DIRECTIONS FOR THIS TASK — Every line with the string "shrub" should be copied from the data.

[Natural language region descriptions]
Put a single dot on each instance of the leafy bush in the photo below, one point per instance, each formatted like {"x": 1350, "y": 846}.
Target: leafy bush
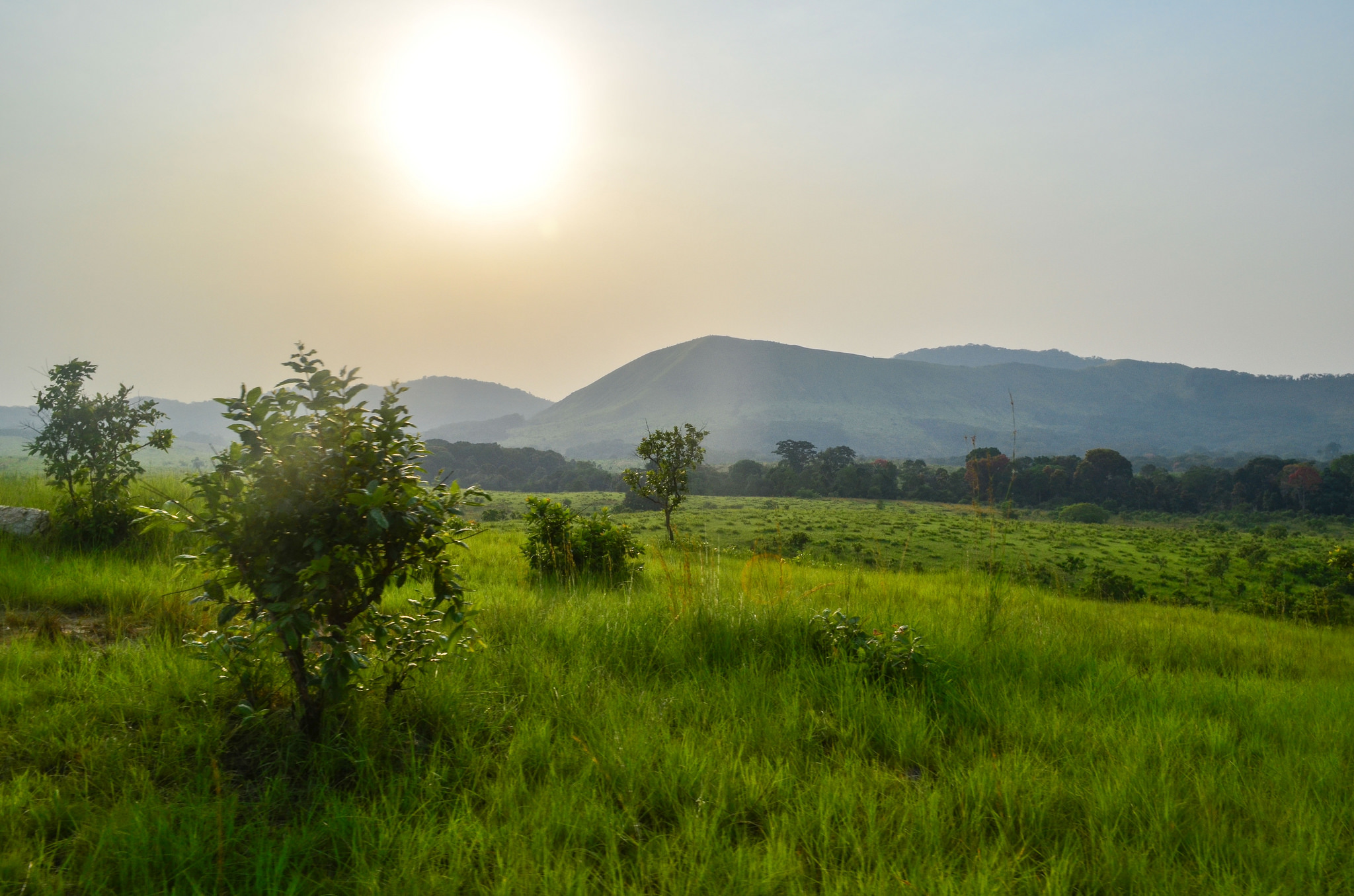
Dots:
{"x": 307, "y": 520}
{"x": 1107, "y": 585}
{"x": 895, "y": 657}
{"x": 89, "y": 447}
{"x": 563, "y": 543}
{"x": 1084, "y": 513}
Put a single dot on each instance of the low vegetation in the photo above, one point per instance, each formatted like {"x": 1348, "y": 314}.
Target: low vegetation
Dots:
{"x": 749, "y": 694}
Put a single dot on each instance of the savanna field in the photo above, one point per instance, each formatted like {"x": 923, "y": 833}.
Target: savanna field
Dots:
{"x": 679, "y": 733}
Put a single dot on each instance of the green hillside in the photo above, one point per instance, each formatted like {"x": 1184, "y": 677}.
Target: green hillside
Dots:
{"x": 750, "y": 394}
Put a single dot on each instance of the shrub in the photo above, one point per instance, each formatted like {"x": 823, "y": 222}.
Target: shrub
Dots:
{"x": 797, "y": 543}
{"x": 1084, "y": 513}
{"x": 307, "y": 520}
{"x": 895, "y": 657}
{"x": 1107, "y": 585}
{"x": 89, "y": 447}
{"x": 563, "y": 544}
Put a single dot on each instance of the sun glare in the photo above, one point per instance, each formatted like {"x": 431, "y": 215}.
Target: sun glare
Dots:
{"x": 481, "y": 111}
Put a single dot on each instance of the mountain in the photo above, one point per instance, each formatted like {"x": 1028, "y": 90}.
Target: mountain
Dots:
{"x": 975, "y": 355}
{"x": 434, "y": 402}
{"x": 750, "y": 394}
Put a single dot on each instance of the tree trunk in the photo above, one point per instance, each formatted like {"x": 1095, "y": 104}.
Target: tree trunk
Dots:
{"x": 312, "y": 704}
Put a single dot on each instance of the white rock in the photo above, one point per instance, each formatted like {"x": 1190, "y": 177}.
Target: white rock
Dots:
{"x": 23, "y": 520}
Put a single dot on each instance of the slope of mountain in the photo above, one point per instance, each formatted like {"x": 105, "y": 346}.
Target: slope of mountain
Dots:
{"x": 975, "y": 355}
{"x": 436, "y": 401}
{"x": 752, "y": 394}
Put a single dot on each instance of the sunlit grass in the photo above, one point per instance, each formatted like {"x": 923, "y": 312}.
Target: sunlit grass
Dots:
{"x": 679, "y": 735}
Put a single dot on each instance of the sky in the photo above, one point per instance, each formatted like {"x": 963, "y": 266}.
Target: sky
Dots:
{"x": 188, "y": 188}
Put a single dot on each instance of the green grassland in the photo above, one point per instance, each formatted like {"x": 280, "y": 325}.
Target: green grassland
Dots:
{"x": 1173, "y": 559}
{"x": 679, "y": 734}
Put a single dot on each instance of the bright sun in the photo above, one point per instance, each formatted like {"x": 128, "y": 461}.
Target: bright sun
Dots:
{"x": 481, "y": 111}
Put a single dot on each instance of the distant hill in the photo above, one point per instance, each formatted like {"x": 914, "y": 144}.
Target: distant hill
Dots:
{"x": 501, "y": 468}
{"x": 975, "y": 355}
{"x": 752, "y": 394}
{"x": 434, "y": 402}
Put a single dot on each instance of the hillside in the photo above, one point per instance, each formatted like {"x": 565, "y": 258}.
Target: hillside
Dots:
{"x": 750, "y": 394}
{"x": 975, "y": 355}
{"x": 434, "y": 401}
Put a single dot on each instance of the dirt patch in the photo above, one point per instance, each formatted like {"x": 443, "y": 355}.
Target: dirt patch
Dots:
{"x": 93, "y": 628}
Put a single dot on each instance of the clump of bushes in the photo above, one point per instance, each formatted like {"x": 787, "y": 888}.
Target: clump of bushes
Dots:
{"x": 898, "y": 655}
{"x": 306, "y": 521}
{"x": 89, "y": 447}
{"x": 1084, "y": 513}
{"x": 565, "y": 544}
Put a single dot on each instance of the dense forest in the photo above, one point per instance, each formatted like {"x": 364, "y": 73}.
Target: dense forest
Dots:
{"x": 1101, "y": 477}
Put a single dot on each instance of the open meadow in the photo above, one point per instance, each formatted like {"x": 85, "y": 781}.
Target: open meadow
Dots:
{"x": 680, "y": 734}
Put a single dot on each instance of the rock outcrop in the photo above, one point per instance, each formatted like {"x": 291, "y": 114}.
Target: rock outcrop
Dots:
{"x": 23, "y": 520}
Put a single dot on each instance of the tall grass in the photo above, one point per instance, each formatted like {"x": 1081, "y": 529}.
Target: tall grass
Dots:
{"x": 126, "y": 582}
{"x": 679, "y": 735}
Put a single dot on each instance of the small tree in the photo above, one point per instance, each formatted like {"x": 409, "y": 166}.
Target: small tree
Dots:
{"x": 797, "y": 453}
{"x": 309, "y": 519}
{"x": 672, "y": 455}
{"x": 565, "y": 544}
{"x": 89, "y": 449}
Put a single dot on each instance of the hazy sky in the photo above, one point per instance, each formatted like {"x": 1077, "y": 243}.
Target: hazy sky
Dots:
{"x": 186, "y": 188}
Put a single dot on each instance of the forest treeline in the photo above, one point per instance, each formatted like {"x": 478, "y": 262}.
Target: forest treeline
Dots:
{"x": 1101, "y": 477}
{"x": 497, "y": 468}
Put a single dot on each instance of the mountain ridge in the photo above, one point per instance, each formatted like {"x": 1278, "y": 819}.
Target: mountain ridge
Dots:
{"x": 752, "y": 393}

REPLY TO THE EXERCISE —
Put a single dot on each instance of the shrub in the photo above, one point per instance, each formatted like {"x": 823, "y": 222}.
Target: shrub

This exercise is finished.